Recorded data
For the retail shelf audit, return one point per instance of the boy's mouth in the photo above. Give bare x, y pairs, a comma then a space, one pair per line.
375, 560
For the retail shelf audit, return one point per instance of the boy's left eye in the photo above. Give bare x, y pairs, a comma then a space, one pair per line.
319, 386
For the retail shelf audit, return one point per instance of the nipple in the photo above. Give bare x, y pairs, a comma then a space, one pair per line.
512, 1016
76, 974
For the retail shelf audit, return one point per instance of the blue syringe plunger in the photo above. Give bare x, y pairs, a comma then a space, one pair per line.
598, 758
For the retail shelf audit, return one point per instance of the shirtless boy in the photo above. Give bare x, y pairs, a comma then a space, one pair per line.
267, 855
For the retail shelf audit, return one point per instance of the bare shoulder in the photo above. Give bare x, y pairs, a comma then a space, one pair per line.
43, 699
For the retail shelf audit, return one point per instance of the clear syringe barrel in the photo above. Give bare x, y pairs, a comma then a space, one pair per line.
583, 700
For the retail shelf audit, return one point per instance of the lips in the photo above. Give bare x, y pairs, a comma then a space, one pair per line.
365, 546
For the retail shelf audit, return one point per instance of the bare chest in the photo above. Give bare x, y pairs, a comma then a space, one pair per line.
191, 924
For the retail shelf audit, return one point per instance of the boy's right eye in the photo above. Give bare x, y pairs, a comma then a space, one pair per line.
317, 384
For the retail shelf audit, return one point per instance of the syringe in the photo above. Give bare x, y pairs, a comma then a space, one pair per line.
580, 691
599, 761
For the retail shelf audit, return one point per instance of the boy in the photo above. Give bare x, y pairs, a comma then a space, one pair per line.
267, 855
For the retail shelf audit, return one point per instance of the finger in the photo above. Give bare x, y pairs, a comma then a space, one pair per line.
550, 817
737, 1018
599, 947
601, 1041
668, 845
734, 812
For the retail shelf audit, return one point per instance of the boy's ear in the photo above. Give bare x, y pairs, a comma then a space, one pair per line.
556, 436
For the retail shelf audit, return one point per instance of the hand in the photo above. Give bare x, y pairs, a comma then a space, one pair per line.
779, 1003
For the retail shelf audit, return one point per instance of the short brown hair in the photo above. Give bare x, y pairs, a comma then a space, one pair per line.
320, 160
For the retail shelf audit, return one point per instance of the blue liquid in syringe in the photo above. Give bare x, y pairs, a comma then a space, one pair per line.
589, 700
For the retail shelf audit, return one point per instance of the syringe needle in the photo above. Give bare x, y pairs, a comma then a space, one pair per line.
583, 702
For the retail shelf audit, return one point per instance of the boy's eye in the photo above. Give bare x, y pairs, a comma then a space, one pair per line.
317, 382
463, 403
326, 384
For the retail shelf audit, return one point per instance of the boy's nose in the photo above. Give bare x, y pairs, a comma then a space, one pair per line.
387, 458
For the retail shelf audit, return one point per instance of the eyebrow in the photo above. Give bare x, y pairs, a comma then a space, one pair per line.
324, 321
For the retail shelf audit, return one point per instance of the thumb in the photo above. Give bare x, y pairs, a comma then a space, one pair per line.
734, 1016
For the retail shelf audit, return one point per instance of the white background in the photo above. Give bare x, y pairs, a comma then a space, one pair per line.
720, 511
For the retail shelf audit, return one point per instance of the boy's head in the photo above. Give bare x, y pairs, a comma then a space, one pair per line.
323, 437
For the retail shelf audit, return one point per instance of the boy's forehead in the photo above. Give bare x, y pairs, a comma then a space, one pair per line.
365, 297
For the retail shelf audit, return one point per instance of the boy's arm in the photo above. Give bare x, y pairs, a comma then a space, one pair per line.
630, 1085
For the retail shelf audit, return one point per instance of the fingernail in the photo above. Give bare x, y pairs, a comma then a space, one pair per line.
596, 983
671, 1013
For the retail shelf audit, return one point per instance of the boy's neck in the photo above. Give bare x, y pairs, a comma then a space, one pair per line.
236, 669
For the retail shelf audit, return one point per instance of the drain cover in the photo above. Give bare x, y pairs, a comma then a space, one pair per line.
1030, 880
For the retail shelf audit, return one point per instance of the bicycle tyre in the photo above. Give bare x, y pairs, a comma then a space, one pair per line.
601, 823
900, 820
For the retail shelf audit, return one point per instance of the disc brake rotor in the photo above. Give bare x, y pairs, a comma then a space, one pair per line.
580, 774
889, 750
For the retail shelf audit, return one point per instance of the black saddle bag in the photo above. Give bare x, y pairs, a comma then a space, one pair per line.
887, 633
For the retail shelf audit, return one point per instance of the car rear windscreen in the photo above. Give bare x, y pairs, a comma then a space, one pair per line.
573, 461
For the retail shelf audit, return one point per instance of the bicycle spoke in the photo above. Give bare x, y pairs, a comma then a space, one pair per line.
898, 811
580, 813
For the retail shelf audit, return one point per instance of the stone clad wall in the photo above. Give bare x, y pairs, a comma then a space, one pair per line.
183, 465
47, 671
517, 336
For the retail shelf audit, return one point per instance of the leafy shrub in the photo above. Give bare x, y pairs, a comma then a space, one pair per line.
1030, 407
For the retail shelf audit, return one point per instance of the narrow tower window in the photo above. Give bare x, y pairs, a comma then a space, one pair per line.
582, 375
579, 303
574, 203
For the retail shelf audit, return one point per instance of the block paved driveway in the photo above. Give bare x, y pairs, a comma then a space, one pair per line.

Task: Copy every record exactly as presented.

Right answer:
For the retail shelf audit, return one point per instance of the boy's mouth in the photo above. Give bare x, y pairs, a comma then a space, one pair per line.
375, 560
For the retail shelf audit, return one point per instance of the boy's left eye in the photo above. Give bare x, y pairs, a comma then a space, one pair per line.
319, 386
For the retail shelf audit, return one point per instance of the nipple in the photo above. Give bare x, y pairs, a comma then a space, one pair per line.
512, 1016
76, 974
For the retail shelf audit, return one point per instance of the blue syringe plunger in the photo above. Give bare x, y pairs, a comma then a space, one pair per line.
598, 758
For the retail shelf audit, return one point per instance of the shirtless boy in the photo above. Give bare x, y pairs, a comma then a space, one pair per line.
267, 855
For the retail shelf audit, return one point per instance of the bare shoulder in the photo above. Give bare x, y pairs, a comma then a space, one pair per line.
43, 699
For the retail shelf audit, return one point per instance of the clear syringe barrel in the photo above. Give bare x, y pairs, a comma then a space, one pair per line.
583, 700
For the retail shelf audit, return one point per instance of the lips in the photo above. Give bare x, y pairs, a comma then a space, one pair per line.
365, 546
For the retail shelf audit, return one point per instance of the bare chest in the photo above. Give bare x, y pairs, a comma then a space, one pair per line.
191, 924
For the retail shelf audit, return one point per instance of the boy's right eye in the photo above. Give bare x, y pairs, a comma then a space, one pair per line.
317, 384
For the retail shelf audit, return one point per instance of the syringe in the photo above. Give bare x, y pairs, a comma then a space, one pair per line.
580, 691
599, 761
For the retail shelf audit, return one point per instance of the boy in the photo above. Give bare x, y pairs, a comma then a space, one pair per line.
267, 855
For the retail shelf audit, return one point per instance of the finger in the photo above. Give bare x, y pairs, a comma then a space, one pair per line.
550, 817
737, 1018
599, 947
601, 1041
668, 845
734, 812
For the retail shelf audit, return one point per instance of the boy's ear in the photo above. Give bare x, y pairs, a comma then a space, one pair per line.
556, 436
For the retail shelf audit, return one point per instance of the hand in the photo above. Give bare x, y pairs, a comma then a space, one pair per line.
779, 1003
For the retail shelf audit, return one point per instance of the short brown hair in the photo above. Give bare x, y pairs, a comma then a space, one pair per line.
320, 160
For the retail shelf audit, return one point per instance of the blue liquid in syringe in the photo above. Give bare x, y pairs, a comma then a space, one pair per line.
589, 700
For the retail shelf audit, return one point per instance of the syringe needle in the photo above. Give bare x, y pairs, a comma then a space, one pair per line.
583, 702
For the retail shelf audit, return one point per instance of the boy's eye in the photo above. Give bare x, y pairs, a comma then a space, one pair per line.
317, 382
463, 403
326, 384
For the retail shelf audit, return one point per instance of the boy's nose in the photo above. Give bare x, y pairs, a comma then a space, one pair per line.
387, 458
For the retail shelf audit, return one point per instance of the eyebrow in the photo above. Give bare x, y pairs, a comma then a space, one pair per line.
324, 321
For the retail shelf audit, return one point per instance of the thumb in the photo above. Give bare x, y pairs, a comma then a space, one pair per line.
734, 1016
For the retail shelf audit, return one point per instance of the white background in the photo above. Give bare x, y pairs, a comma then a space, one pair per line.
720, 511
For the retail shelf audit, return one point per instance of the boy's head in the photo above. Give bare x, y pairs, a comma then a space, one pair per line.
323, 437
For the retail shelf audit, return one point per instance of the boy's forehead in the photo above. Give bare x, y pairs, a comma then a space, one pair per line.
365, 297
For the retail shelf audit, return one point per instance of the boy's arm in the photo above. Give bare x, y pairs, a comma then a space, one pair per line.
630, 1085
For the retail shelf audit, return one point per instance of the fingernail in the photo above. Give bare x, y pairs, a comma then a space, one pair per line.
596, 983
671, 1013
For the retail shelf audit, return one point per instance of the boy's neck in the photo above. Give bare x, y pairs, a comma then a space, one pair per line.
236, 669
For the retail shelf audit, return one point per instance of the drain cover in the photo above. Give bare x, y pairs, a comma then a space, one pair per line.
1030, 880
For the retail shelf audit, return one point per instance of the bicycle tyre in the photo above. Give bare x, y pairs, a comma then a space, one pair per line.
601, 823
900, 820
For the retail shelf audit, return one point per instance of the disc brake rotor in the photo above. Give bare x, y pairs, a comma then a space, one pair per line.
580, 774
889, 750
For the retail shelf audit, return one point per instance of the black saddle bag in the photo above. Give bare x, y pairs, a comma then a space, one pair per line.
887, 633
For the retail shelf audit, return one point per instance of the car rear windscreen in the photo above. Give bare x, y pairs, a comma then a space, one pair per line.
573, 461
For the retail shelf audit, return one point per instance of the bicycle spoke in the photo above. Give bare x, y pairs, a comma then a space, one pair per line.
898, 811
580, 813
For the retail shelf audit, return one point per instance of the stone clad wall in the photo above. Give bare x, y pairs, a comma then a space, one pair per line.
183, 465
47, 671
517, 336
For the retail shelf audit, return one point per instance of the leafy shrub in the photo above. Give bare x, y pairs, a comma then a space, one pair per line.
1030, 407
For the retail shelf audit, return one point per instance of the narrow tower window in the photo above. Give bare x, y pairs, a comma then a space, one pair per line.
582, 375
579, 303
574, 203
For the retail shelf audit, return one point per instance of the block paved driveway in the photo above. Give bare x, y pairs, a comma then a space, one pair per line.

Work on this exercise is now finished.